Reading text |

Singapore has taken a series of measures against Middle East respiratory syndrome (MERS) and the potential threat of a pandemic.

Status
 62 suspected MERS cases investigated, all negative reports Ministry of Health (Singapore)
 Middle East Respiratory Syndrome Coronavirus (MERS-CoV) Health Advisory for July 2015 including a YouTube video.

Risk assumption
When planning the response, it is assumed that the first local human case is likely to be imported from affected countries and is difficult to prevent. The virus, which is more infectious than SARS, is likely to spread quickly and has a high morbidity and mortality.

Measures

Health advisory

Those who develop flu-like symptoms should seek medical help promptly, and inform the doctors of their travel history.

Actions to take |
A - Decide whether each statement agrees with the text on Singapore's MERS measures, answering yes or no and quoting the deciding words of the text: (i) All 62 suspected MERS cases that were investigated came back negative. (ii) The planning assumes the first local human case can easily be prevented. (iii) The virus is described as less infectious than SARS.
B - Carry on with the text on Singapore's MERS measures, starting after its last sentence.

Items from a data source |
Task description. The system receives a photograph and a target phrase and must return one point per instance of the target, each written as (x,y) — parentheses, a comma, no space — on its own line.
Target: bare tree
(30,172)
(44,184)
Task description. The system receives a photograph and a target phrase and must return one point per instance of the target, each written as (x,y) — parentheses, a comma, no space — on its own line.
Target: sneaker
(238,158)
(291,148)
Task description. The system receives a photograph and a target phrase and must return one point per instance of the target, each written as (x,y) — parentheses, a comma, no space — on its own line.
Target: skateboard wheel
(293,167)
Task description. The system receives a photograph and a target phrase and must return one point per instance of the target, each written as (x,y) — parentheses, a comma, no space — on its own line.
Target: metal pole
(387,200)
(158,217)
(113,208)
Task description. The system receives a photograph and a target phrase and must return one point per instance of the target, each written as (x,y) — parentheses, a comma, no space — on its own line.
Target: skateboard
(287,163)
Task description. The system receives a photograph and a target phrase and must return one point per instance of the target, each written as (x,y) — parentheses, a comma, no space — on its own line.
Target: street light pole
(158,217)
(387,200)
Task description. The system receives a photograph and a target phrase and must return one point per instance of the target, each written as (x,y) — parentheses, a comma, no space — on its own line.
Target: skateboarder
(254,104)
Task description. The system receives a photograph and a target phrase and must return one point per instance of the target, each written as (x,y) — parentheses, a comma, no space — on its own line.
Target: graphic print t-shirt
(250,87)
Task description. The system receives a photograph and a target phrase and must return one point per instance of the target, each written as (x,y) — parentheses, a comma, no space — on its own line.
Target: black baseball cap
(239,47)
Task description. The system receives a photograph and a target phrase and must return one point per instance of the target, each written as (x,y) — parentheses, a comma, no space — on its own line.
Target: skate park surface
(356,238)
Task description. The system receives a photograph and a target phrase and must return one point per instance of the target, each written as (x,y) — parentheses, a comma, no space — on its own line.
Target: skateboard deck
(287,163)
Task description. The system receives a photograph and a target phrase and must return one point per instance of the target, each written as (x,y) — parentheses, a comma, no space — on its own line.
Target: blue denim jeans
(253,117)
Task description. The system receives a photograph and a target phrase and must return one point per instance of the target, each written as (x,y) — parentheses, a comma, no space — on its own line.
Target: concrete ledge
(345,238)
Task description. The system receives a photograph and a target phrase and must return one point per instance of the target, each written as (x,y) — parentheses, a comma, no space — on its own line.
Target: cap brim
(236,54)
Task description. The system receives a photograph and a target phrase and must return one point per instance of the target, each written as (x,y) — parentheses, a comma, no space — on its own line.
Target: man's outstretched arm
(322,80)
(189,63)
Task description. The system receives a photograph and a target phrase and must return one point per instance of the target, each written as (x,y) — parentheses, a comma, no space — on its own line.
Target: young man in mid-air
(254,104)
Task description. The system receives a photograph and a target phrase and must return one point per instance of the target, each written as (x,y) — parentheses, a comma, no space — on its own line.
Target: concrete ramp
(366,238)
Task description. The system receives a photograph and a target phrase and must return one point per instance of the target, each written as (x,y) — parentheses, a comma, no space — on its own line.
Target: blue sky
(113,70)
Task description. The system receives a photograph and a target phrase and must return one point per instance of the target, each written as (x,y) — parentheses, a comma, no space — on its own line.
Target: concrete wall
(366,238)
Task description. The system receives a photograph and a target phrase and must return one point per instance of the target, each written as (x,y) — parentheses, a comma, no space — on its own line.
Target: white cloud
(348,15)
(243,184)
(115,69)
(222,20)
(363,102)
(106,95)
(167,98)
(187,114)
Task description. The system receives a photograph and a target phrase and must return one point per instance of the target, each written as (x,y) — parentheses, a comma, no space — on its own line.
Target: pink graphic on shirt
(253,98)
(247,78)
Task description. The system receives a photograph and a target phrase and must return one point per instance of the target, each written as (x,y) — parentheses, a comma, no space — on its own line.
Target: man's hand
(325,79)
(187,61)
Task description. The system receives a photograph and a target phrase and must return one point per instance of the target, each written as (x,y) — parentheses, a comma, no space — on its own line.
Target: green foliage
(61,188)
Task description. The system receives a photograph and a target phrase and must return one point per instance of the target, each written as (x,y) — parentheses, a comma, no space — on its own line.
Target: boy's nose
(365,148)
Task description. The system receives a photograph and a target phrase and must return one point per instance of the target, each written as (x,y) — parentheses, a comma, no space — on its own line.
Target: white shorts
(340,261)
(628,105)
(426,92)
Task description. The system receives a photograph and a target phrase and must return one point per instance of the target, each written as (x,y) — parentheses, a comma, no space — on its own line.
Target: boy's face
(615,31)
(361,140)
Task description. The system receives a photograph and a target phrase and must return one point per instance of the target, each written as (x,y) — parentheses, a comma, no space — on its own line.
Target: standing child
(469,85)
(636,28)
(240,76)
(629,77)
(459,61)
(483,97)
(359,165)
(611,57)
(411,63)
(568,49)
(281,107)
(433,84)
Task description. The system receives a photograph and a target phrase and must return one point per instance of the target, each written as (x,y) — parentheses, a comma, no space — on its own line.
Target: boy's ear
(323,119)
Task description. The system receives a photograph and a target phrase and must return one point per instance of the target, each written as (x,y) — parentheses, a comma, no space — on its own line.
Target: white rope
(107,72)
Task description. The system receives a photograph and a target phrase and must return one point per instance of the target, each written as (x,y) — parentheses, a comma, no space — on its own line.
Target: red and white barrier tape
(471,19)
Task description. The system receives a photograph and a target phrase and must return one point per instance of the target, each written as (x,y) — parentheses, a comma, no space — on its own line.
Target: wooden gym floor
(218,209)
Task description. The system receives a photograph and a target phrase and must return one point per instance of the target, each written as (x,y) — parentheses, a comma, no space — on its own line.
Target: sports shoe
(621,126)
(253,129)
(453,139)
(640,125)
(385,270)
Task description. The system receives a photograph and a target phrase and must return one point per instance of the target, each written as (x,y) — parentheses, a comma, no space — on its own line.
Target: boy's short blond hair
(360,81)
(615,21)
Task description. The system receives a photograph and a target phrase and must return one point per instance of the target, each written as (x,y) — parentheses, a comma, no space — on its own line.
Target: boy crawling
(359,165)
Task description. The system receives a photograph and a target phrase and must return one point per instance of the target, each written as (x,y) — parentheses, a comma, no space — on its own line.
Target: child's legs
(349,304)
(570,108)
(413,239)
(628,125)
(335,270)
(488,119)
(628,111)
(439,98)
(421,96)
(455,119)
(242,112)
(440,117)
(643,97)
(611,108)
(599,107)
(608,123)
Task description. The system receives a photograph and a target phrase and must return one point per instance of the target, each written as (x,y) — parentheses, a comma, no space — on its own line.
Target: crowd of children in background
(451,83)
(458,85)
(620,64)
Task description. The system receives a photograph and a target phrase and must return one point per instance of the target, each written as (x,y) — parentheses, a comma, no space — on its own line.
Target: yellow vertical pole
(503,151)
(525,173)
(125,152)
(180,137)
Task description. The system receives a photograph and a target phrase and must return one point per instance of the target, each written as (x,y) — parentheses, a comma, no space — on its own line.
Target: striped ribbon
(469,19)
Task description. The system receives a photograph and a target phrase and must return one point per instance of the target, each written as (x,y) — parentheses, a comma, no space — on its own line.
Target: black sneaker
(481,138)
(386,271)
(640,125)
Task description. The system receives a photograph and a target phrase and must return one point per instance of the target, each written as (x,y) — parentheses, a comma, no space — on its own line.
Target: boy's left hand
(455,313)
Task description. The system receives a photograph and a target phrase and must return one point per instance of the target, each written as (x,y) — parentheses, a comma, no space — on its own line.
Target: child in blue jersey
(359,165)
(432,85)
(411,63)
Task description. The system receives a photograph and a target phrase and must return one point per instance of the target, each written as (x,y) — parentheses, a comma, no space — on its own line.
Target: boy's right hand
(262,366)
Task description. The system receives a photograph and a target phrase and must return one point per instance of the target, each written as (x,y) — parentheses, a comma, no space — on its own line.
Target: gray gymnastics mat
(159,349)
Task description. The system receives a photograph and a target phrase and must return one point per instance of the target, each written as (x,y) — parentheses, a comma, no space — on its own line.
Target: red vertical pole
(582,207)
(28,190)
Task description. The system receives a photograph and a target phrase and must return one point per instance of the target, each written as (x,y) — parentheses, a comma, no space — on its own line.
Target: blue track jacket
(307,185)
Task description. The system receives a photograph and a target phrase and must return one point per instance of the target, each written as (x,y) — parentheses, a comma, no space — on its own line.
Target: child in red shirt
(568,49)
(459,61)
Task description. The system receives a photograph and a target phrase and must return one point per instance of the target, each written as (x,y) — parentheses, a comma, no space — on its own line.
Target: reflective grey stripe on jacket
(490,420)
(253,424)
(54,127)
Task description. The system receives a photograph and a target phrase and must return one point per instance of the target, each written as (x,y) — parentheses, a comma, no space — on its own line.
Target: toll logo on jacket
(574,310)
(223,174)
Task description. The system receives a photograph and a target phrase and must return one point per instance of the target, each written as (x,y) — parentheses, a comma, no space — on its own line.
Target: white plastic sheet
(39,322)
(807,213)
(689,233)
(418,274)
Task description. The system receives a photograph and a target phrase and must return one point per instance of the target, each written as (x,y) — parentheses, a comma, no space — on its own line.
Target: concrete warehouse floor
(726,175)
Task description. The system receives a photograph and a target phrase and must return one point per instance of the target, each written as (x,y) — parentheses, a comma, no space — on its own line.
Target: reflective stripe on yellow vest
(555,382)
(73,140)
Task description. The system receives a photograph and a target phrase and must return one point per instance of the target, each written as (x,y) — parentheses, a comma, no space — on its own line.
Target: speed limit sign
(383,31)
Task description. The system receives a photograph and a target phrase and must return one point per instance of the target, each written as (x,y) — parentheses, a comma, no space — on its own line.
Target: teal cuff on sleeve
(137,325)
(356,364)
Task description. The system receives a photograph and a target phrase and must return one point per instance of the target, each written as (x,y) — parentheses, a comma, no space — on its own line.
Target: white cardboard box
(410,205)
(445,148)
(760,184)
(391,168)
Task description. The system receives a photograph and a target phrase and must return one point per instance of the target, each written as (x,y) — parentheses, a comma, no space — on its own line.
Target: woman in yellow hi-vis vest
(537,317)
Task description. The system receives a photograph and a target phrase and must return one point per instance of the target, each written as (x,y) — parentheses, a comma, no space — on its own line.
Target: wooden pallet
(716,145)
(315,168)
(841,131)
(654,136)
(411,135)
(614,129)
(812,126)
---
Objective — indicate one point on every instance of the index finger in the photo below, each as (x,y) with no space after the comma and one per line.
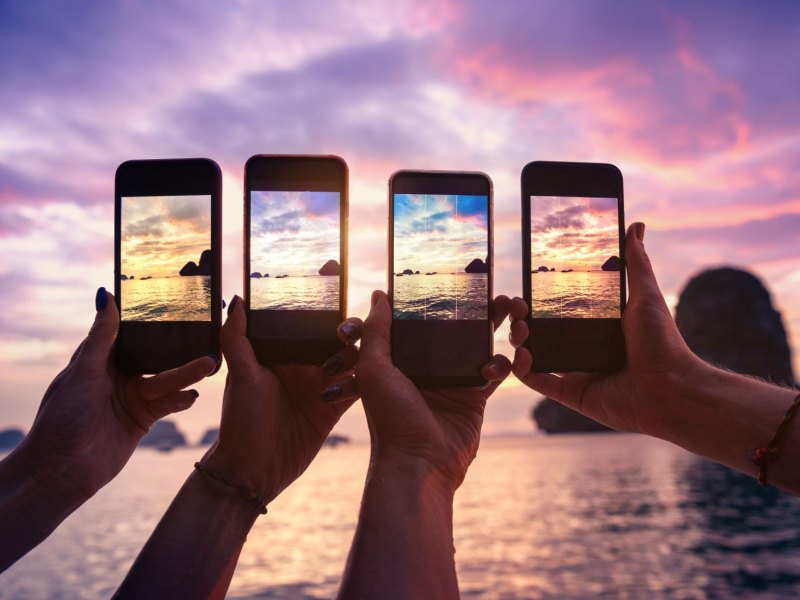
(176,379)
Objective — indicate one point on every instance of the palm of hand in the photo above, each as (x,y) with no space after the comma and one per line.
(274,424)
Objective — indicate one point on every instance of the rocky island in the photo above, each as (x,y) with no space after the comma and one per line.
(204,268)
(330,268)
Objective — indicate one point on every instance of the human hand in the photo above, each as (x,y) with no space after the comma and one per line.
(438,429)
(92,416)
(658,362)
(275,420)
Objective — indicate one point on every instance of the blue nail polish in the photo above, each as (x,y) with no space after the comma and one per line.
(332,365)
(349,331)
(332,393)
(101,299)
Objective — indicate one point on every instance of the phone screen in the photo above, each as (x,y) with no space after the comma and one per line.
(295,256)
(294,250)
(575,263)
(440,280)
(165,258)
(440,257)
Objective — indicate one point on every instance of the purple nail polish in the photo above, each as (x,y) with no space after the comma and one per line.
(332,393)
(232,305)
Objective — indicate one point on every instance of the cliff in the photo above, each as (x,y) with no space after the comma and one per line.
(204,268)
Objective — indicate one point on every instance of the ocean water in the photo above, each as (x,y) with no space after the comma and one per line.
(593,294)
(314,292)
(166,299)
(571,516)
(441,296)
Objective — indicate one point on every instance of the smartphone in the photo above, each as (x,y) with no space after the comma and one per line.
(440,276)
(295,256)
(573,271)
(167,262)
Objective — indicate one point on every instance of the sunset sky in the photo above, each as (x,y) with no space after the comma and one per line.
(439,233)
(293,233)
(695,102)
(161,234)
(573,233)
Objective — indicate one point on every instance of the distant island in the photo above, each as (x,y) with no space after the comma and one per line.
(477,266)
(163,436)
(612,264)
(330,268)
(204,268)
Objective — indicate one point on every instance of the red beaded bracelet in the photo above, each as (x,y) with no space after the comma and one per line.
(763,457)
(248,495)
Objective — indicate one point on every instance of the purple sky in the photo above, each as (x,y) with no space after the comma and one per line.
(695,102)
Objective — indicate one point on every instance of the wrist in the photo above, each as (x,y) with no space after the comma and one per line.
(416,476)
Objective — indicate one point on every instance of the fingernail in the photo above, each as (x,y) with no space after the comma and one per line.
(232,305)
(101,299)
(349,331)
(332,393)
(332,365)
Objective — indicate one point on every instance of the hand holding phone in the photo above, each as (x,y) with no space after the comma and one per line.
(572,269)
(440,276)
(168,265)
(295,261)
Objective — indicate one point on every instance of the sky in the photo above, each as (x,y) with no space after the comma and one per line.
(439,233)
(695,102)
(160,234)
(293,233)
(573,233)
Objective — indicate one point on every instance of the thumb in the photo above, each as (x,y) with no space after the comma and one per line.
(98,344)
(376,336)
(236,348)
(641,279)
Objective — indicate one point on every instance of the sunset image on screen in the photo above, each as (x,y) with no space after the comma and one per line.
...
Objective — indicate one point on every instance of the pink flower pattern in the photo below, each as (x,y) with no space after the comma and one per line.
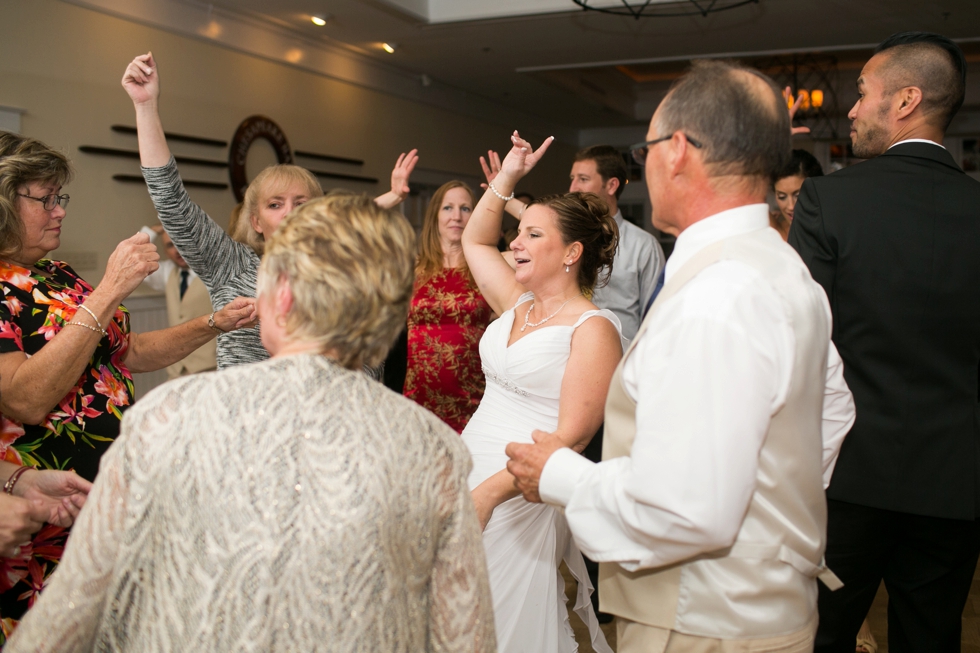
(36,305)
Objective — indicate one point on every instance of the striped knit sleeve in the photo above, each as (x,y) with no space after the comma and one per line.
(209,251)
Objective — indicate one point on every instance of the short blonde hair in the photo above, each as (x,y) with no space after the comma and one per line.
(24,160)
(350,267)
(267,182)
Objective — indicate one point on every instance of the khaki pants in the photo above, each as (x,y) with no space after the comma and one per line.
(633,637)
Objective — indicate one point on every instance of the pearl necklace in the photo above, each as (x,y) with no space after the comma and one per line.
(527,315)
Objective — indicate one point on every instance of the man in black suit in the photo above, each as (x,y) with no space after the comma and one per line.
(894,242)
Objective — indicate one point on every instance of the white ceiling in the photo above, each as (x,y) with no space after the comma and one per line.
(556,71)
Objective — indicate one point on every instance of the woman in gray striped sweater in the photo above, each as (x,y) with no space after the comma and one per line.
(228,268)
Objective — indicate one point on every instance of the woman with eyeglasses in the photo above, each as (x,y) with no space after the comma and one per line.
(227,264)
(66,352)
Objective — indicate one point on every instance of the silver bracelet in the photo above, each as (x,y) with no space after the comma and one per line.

Response list |
A -
(i) Yes: "62 suspected MERS cases investigated, all negative"
(ii) No: "is likely to be imported from affected countries and is difficult to prevent"
(iii) No: "The virus, which is more infectious than SARS"

B -
Surveillance

Surveillance for influenza involves monitoring for virus strains and disease activity. A nationwide reporting scheme for acute respiratory infections has been established. The National Influenza Centre routinely carried out virological testing of respiratory samples from hospitals and polyclinics.

Hospital and medicine
To tackle a possible outbreak of Middle East respiratory syndrome, Singapore is increasing its resource such as isolation facilities in hospitals and stockpiling medicine.

Outbreak response plan

In the event of the pandemic, Singapore will require health screening, social distancing and contact tracing of all visitors, as during the 2003 SARS crisis, COVID-19 pandemic and quarantine suspected victims through the Stay-Home Notice (SHN). DORSCON remains at Green at that stage in 2015.